Stored entries →
* * * * *

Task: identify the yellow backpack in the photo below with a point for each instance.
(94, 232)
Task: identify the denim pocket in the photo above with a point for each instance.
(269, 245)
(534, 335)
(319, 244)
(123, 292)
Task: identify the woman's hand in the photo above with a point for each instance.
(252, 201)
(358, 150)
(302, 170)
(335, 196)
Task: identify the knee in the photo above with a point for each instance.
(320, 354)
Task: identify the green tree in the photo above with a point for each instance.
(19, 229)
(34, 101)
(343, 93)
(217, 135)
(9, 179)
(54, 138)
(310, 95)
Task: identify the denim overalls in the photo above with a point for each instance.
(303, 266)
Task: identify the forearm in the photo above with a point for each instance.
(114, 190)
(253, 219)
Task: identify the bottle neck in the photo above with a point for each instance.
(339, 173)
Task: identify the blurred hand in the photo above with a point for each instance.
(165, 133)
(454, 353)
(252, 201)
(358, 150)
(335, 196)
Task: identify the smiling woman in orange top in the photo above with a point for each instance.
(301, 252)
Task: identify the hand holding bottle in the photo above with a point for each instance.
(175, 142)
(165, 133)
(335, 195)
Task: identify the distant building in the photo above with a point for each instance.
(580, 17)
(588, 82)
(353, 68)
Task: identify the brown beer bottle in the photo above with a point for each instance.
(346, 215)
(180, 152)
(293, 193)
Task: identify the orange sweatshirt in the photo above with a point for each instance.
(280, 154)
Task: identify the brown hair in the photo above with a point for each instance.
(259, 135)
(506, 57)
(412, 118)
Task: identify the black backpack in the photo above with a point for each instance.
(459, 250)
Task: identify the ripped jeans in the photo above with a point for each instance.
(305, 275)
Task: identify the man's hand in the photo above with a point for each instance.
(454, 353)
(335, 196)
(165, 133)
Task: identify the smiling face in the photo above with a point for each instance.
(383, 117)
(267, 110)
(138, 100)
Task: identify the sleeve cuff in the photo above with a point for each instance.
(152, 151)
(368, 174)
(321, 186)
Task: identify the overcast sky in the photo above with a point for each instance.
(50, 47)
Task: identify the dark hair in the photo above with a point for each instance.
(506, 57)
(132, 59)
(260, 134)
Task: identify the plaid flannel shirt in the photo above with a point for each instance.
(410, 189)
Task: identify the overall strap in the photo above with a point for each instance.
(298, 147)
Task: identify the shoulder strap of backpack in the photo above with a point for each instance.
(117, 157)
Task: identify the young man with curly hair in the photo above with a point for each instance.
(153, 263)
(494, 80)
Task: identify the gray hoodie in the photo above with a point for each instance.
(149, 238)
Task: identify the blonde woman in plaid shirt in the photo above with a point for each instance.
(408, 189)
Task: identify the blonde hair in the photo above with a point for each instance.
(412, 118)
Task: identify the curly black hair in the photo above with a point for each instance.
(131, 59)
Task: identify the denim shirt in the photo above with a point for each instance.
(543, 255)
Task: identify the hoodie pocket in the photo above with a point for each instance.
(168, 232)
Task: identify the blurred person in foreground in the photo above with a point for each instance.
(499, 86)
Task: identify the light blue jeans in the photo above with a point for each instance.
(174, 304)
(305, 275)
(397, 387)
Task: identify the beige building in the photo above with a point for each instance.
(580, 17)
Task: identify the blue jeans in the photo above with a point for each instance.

* * * * *

TASK REQUIREMENTS → Only an exact transcription of all the records above counts as an answer.

ANSWER TO THIS PROBLEM →
Task: identify the yellow backpack in the photo below with a point for each instance.
(94, 232)
Task: identify the denim pocket in the photo above with a point for each instance.
(269, 245)
(534, 335)
(319, 244)
(123, 292)
Task: identify the woman's hand in the photo above with a point for each instance.
(252, 201)
(358, 150)
(302, 170)
(335, 196)
Task: identify the knee in the photo above with a point for each instance.
(320, 354)
Task: identify the green tree in the photo above with a point for each instance.
(19, 229)
(34, 101)
(343, 93)
(217, 135)
(9, 179)
(54, 138)
(310, 95)
Task: identify the denim overalls in the photo above with a point for each instance.
(303, 266)
Task: identify the forearm in the photo above with a point for each instance.
(114, 190)
(253, 219)
Task: identify the bottle neck in the photo above with a point for each instance.
(339, 173)
Task: identify the blurred hand in the photo above with a point for each instance.
(165, 133)
(454, 353)
(252, 201)
(358, 150)
(335, 196)
Task: identify the smiling woman in orange top in the photo above with a point for each instance.
(301, 252)
Task: identify the hand holding bottle in the photo above with a point for each instance.
(175, 142)
(165, 133)
(335, 195)
Task: identify the distant building in the photo above with a point for each instance.
(580, 17)
(588, 82)
(353, 68)
Task: identify the brown beer bottle in the photo above with a point for each instance.
(346, 215)
(180, 152)
(293, 193)
Task: identify the orange sweatshirt in the photo above with a point for each instance.
(280, 154)
Task: identify the brown hair in the photo above with a point for each instance.
(259, 135)
(506, 57)
(412, 118)
Task: identify the black backpack in the photo above with a point for each instance.
(459, 250)
Task: identify the ripped jeans in the photo above with a point for each instance.
(305, 275)
Task: identify the man's hand in the photo above with a point for each instance.
(454, 353)
(335, 196)
(165, 133)
Task: identify the smiling face in the photo above with a point for each instance.
(383, 117)
(267, 110)
(138, 100)
Task: identify the sleeve cuff in the photo above with a point for each instance.
(152, 151)
(368, 174)
(321, 186)
Task: identify the overcast sky in the photo above with a point for each instance.
(50, 47)
Task: identify the dark hair in the photo above with a point for each instance.
(506, 57)
(132, 59)
(260, 134)
Task: identify the plaid flannel shirt in the photo above with a point for each instance.
(410, 189)
Task: identify the overall strap in the photo above with a point for each instance.
(298, 147)
Task: identify the shoulder strap of backpack in the photo above with a point for each instance.
(117, 157)
Task: identify the young man with curly hair in the photo above with a point for each instance.
(153, 263)
(494, 80)
Task: identify the gray hoodie in the photo above with a point for each instance.
(149, 238)
Task: identify the blonde woman in plaid shirt in the photo above with a point for each instance.
(408, 189)
Task: identify the blonde hair in the photo above with a point for each instance.
(412, 118)
Task: identify the curly black hair in the photo above with a point for each instance.
(131, 59)
Task: identify the denim shirt in the photo above with a point for each instance.
(543, 255)
Task: identify the hoodie pocket in the photo above with a point for each instance.
(168, 232)
Task: identify the blurred person in foreground in the photo above with a point for each instance.
(499, 86)
Task: identify the light blue jeans in the photo above with a point for each instance.
(174, 304)
(305, 275)
(397, 387)
Task: identify the beige building in the photo above with a point for each instance.
(580, 17)
Task: identify the blue jeans in the photo above with a point for each instance.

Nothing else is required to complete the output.